*Excerpted records:*

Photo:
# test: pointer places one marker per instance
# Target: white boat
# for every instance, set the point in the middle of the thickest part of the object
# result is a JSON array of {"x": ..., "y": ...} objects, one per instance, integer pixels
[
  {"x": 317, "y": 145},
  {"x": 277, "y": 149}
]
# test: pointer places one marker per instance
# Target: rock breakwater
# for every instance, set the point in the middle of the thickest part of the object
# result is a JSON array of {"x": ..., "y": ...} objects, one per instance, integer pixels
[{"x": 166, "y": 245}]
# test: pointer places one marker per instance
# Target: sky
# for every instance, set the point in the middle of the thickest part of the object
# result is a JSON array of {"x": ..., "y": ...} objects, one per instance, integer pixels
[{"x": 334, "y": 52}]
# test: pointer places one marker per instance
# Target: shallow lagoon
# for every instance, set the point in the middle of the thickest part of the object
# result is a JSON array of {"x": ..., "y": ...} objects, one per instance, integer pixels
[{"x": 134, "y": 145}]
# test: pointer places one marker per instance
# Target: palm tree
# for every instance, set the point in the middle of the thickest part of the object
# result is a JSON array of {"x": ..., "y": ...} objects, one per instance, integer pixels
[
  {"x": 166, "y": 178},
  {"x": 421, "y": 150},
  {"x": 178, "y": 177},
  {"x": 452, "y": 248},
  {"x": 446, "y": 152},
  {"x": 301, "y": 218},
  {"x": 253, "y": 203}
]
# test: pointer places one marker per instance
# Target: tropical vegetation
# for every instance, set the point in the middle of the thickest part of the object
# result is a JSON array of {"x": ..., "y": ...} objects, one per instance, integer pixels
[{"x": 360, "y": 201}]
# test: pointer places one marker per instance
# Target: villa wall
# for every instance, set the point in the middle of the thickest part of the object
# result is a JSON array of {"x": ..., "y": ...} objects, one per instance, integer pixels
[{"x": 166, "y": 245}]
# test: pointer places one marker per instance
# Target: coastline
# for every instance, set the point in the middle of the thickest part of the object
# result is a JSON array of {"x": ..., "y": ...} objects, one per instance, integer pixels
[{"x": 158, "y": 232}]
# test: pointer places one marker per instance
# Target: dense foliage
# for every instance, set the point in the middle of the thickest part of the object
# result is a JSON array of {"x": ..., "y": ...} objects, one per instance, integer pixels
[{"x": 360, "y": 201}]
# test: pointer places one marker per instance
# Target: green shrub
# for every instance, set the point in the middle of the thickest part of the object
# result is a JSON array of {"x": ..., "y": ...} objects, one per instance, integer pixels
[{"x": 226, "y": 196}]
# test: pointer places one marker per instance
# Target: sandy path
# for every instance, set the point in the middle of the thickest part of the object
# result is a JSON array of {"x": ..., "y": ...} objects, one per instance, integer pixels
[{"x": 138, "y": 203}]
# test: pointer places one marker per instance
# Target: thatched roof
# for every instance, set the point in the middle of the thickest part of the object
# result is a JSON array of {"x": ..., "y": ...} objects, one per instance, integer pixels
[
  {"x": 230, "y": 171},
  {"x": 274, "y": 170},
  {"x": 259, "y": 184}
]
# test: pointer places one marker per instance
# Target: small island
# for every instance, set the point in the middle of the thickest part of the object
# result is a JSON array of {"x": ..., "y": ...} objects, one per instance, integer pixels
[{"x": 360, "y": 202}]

*Directions for this task:*
Retype all of the data exactly. Leave nothing out.

*Your solution:*
Photo:
# test: pointer places one marker per instance
# Target: white boat
# for every instance, set the point in the middle of the thickest part of the object
# result is a JSON array of {"x": ..., "y": ...} objects, one per instance, integer pixels
[
  {"x": 317, "y": 145},
  {"x": 277, "y": 149}
]
# test: pointer places one marker per instance
# Target: rock breakwater
# for every instance, set the point in the middle of the thickest part of the object
# result is a JSON array of {"x": ..., "y": ...} objects, one per instance, integer pixels
[{"x": 166, "y": 245}]
# test: pointer places one marker per instance
# Target: sky
# for every instance, set the point in the middle of the thickest part of the object
# result is a JSON array of {"x": ..., "y": ...} objects, one per instance, integer pixels
[{"x": 334, "y": 52}]
# test: pointer places one marker per instance
# Target: shallow lagoon
# for every instance, set the point in the middle of the thickest part of the object
# result is a JSON array of {"x": ..., "y": ...} objects, one per instance, integer pixels
[{"x": 134, "y": 145}]
# test: pointer places one marker per instance
# Target: palm tree
# for every instance, set the point in the middle of the thickest part of the object
# result is a JSON array of {"x": ..., "y": ...} objects, one per instance, integer pixels
[
  {"x": 166, "y": 178},
  {"x": 421, "y": 150},
  {"x": 178, "y": 177},
  {"x": 452, "y": 248},
  {"x": 446, "y": 152},
  {"x": 301, "y": 218},
  {"x": 253, "y": 203}
]
# test: pointer places one marker per instance
# Target: tropical vegetation
# for every instance, set the point in the middle of the thickest part of the object
# result is a JSON array of {"x": ..., "y": ...} objects, one per instance, integer pixels
[{"x": 360, "y": 201}]
# test: pointer places one marker per instance
# Target: villa wall
# for every instance, set the point in the middle of the thickest part of the object
# result is a JSON array of {"x": ..., "y": ...} objects, one per instance, integer pixels
[{"x": 166, "y": 245}]
# test: pointer places one marker per instance
# Target: coastline
# for every instance, set the point in the middle of the thickest part of the object
# result is a JSON array of {"x": ..., "y": ...} objects, one per instance, integer pixels
[{"x": 158, "y": 232}]
# test: pointer places one marker per instance
# Target: dense foliage
# for every instance, set the point in the middle of the thickest part of the object
# result is a JSON array of {"x": ..., "y": ...} objects, one per instance, integer pixels
[{"x": 360, "y": 201}]
# test: pointer places one marker per instance
# Target: green shrub
# for every instance, set the point in the middle of the thickest part of the object
# result is a JSON array of {"x": ..., "y": ...} objects, one per instance, integer pixels
[{"x": 226, "y": 196}]
# test: pointer places one marker per instance
# Target: sandy path
# for every instance, set the point in the middle of the thickest part of the object
# result is a JSON array of {"x": ..., "y": ...} objects, one per instance, integer pixels
[{"x": 138, "y": 203}]
# test: pointer places one marker per instance
# Target: thatched roof
# for every instance, set the point in the middle of the thickest part of the object
# result is a JSON array of {"x": ..., "y": ...} objects, one per instance, integer pixels
[
  {"x": 230, "y": 171},
  {"x": 274, "y": 170},
  {"x": 259, "y": 184}
]
# test: pointer places one marker per instance
# Target: small island
# for every instance, set the point in the middle of the thickest part of the object
# result is a JSON array of {"x": ..., "y": ...} objects, one per instance, integer pixels
[{"x": 360, "y": 202}]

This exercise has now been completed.